§ DATA FOR PROCESSING:
§

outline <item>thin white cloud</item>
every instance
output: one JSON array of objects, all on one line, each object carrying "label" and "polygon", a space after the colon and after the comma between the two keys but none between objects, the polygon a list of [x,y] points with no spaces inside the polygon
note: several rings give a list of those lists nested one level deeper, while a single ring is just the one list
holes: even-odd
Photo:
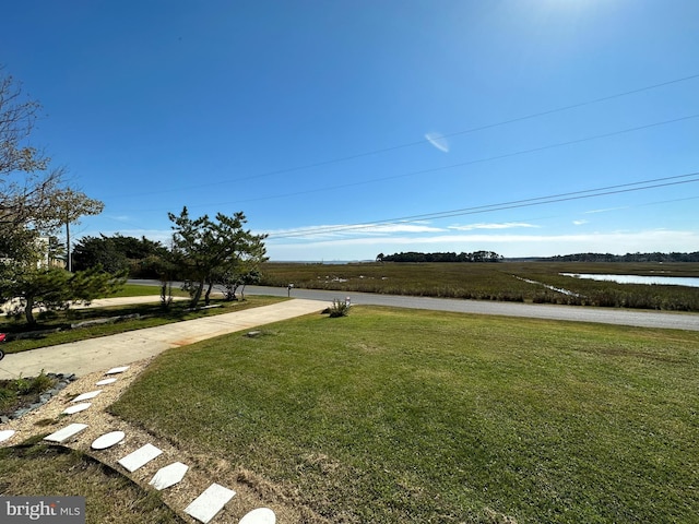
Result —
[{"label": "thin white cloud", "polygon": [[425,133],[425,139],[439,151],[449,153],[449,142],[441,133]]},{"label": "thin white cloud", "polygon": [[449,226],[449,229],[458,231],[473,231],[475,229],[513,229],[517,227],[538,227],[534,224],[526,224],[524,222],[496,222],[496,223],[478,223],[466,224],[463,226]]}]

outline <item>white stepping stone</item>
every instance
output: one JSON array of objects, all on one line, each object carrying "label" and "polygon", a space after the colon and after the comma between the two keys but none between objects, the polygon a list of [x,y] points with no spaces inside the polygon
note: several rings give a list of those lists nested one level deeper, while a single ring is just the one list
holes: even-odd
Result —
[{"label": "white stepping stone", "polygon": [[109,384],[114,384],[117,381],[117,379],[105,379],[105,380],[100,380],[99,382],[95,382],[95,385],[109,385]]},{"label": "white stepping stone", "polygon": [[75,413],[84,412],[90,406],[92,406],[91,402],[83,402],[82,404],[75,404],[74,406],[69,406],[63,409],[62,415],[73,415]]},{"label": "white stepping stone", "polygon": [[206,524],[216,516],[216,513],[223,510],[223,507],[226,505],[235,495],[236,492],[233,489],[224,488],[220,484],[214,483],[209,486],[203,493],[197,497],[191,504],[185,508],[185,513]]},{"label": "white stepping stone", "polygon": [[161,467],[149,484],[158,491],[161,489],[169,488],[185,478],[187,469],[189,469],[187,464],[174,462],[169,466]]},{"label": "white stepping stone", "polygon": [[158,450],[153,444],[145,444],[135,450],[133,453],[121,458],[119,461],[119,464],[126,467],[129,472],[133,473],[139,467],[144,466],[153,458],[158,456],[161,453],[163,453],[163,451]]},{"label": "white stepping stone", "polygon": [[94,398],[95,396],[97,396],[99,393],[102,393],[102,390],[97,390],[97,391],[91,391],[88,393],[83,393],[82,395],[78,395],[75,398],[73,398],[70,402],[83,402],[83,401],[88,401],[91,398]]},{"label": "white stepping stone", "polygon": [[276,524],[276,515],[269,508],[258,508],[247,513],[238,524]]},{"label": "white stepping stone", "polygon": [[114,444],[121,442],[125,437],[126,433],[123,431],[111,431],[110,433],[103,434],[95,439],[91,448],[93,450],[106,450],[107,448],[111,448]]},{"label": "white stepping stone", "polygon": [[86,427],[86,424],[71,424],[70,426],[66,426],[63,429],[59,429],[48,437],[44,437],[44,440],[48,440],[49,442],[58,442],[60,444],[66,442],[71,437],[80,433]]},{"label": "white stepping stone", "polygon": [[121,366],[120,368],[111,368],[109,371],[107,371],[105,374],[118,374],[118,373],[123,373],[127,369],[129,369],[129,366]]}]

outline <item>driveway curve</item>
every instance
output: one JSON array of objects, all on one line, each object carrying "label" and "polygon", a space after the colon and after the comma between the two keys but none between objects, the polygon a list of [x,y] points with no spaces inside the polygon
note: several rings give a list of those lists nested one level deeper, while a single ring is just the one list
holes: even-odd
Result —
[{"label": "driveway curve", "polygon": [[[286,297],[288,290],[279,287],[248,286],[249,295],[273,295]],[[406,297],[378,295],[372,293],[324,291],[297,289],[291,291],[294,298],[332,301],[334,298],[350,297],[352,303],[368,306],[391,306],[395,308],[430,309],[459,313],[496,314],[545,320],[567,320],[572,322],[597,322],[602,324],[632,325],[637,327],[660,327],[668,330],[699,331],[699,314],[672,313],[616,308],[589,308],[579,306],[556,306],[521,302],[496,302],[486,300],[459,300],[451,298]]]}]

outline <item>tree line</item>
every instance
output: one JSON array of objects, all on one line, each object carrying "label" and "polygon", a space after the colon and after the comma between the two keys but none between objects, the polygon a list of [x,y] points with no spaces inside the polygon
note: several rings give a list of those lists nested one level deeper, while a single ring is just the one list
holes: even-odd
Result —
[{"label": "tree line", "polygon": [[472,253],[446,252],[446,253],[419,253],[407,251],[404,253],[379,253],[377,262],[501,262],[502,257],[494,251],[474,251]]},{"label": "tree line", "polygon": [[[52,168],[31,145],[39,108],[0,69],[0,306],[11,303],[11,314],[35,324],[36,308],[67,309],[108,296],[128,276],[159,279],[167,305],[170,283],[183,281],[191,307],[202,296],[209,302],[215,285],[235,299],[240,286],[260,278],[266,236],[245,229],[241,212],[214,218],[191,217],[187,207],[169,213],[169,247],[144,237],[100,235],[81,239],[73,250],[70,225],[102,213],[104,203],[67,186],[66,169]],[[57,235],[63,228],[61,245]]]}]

§

Reproduce the entire listing above verbatim, line for line, but omit the picture.

§ RESULT FOR THIS TASK:
outline <item>thin white cloud</item>
every instance
output: one JSON array of objects, all on one line, each object carrying "label" and "polygon", a space after the colon and after the comma between the two keys but none between objects, the polygon a list of [x,y] points with no spaces inside the polygon
note: several rings give a list of those lists nested one level deeper, while a single ring is just the one list
holes: even-odd
Photo:
Result —
[{"label": "thin white cloud", "polygon": [[425,133],[425,139],[439,151],[449,153],[449,142],[441,133]]},{"label": "thin white cloud", "polygon": [[449,226],[449,229],[458,231],[473,231],[475,229],[513,229],[517,227],[538,227],[534,224],[526,224],[524,222],[496,222],[496,223],[478,223],[466,224],[463,226]]}]

outline <item>white stepping stone</item>
every instance
output: one JSON array of objects, all on one line, each object carrying "label" and "polygon", a space after the colon and after the comma between the two keys but none between objects, the polygon a list of [x,y] points with no spaces inside the polygon
note: several rings give a list of those lists nested one level deeper, while a single ring is just the one list
holes: even-odd
Result —
[{"label": "white stepping stone", "polygon": [[109,384],[114,384],[117,381],[117,379],[105,379],[105,380],[100,380],[99,382],[95,382],[95,385],[109,385]]},{"label": "white stepping stone", "polygon": [[75,413],[84,412],[90,406],[92,406],[91,402],[83,402],[82,404],[75,404],[74,406],[69,406],[63,409],[62,415],[73,415]]},{"label": "white stepping stone", "polygon": [[206,524],[216,516],[216,513],[223,510],[223,507],[226,505],[235,495],[236,492],[233,489],[224,488],[220,484],[214,483],[209,486],[203,493],[197,497],[191,504],[185,508],[185,513]]},{"label": "white stepping stone", "polygon": [[161,467],[149,484],[158,491],[161,489],[169,488],[185,478],[187,469],[189,469],[187,464],[174,462],[169,466]]},{"label": "white stepping stone", "polygon": [[158,450],[153,444],[145,444],[135,450],[133,453],[121,458],[119,461],[119,464],[126,467],[129,472],[133,473],[139,467],[144,466],[153,458],[158,456],[161,453],[163,453],[163,451]]},{"label": "white stepping stone", "polygon": [[94,398],[95,396],[97,396],[99,393],[102,393],[102,390],[97,390],[97,391],[91,391],[88,393],[83,393],[82,395],[78,395],[75,398],[73,398],[70,402],[83,402],[83,401],[88,401],[91,398]]},{"label": "white stepping stone", "polygon": [[276,524],[276,515],[269,508],[258,508],[247,513],[238,524]]},{"label": "white stepping stone", "polygon": [[114,444],[121,442],[125,437],[126,433],[123,431],[111,431],[110,433],[103,434],[95,439],[91,448],[93,450],[106,450],[107,448],[111,448]]},{"label": "white stepping stone", "polygon": [[86,427],[86,424],[71,424],[70,426],[66,426],[63,429],[59,429],[48,437],[44,437],[44,440],[48,440],[49,442],[58,442],[60,444],[66,442],[71,437],[80,433]]},{"label": "white stepping stone", "polygon": [[121,366],[120,368],[111,368],[109,371],[107,371],[105,374],[118,374],[118,373],[123,373],[127,369],[129,369],[129,366]]}]

outline <item>driveway curve</item>
every instance
output: one JSON array of objects, all on one line, each object carrying "label" and "polygon", a space after the colon and after the comma between the two keys but none between objects, the polygon a list of [x,y] points with no spaces inside the polygon
note: several rings give a list of those lists nested one level deeper, while a single ring is just the one list
holes: even-odd
Result —
[{"label": "driveway curve", "polygon": [[[286,297],[288,290],[279,287],[248,286],[249,295],[273,295]],[[406,297],[378,295],[372,293],[324,291],[297,289],[291,291],[294,298],[332,301],[334,298],[350,297],[352,303],[368,306],[391,306],[395,308],[430,309],[459,313],[496,314],[545,320],[567,320],[572,322],[597,322],[602,324],[632,325],[637,327],[660,327],[668,330],[699,331],[699,314],[672,313],[616,308],[589,308],[579,306],[556,306],[521,302],[496,302],[486,300],[459,300],[451,298]]]}]

outline <item>tree line</item>
every instance
output: one JSON array of objects, all on one line, each object carrying "label" and "polygon", a space after the colon and after the comma between the two keys but none between objects, the polygon a list of [x,y] points with no spaces inside the polygon
note: several rings give a list of those lists nested one level deeper, while a single ring is just the one list
holes: even-odd
Result —
[{"label": "tree line", "polygon": [[472,253],[446,252],[446,253],[419,253],[407,251],[404,253],[379,253],[377,262],[501,262],[502,257],[494,251],[474,251]]},{"label": "tree line", "polygon": [[[52,168],[31,145],[39,108],[0,69],[0,306],[11,303],[11,314],[35,324],[36,308],[67,309],[108,296],[128,276],[159,279],[167,305],[170,283],[183,281],[191,307],[202,296],[209,302],[215,285],[235,299],[240,286],[260,278],[266,236],[245,229],[241,212],[214,218],[191,217],[187,207],[169,213],[169,247],[144,237],[100,235],[81,239],[73,250],[70,225],[102,213],[104,203],[67,186],[66,169]],[[57,235],[63,228],[61,245]]]}]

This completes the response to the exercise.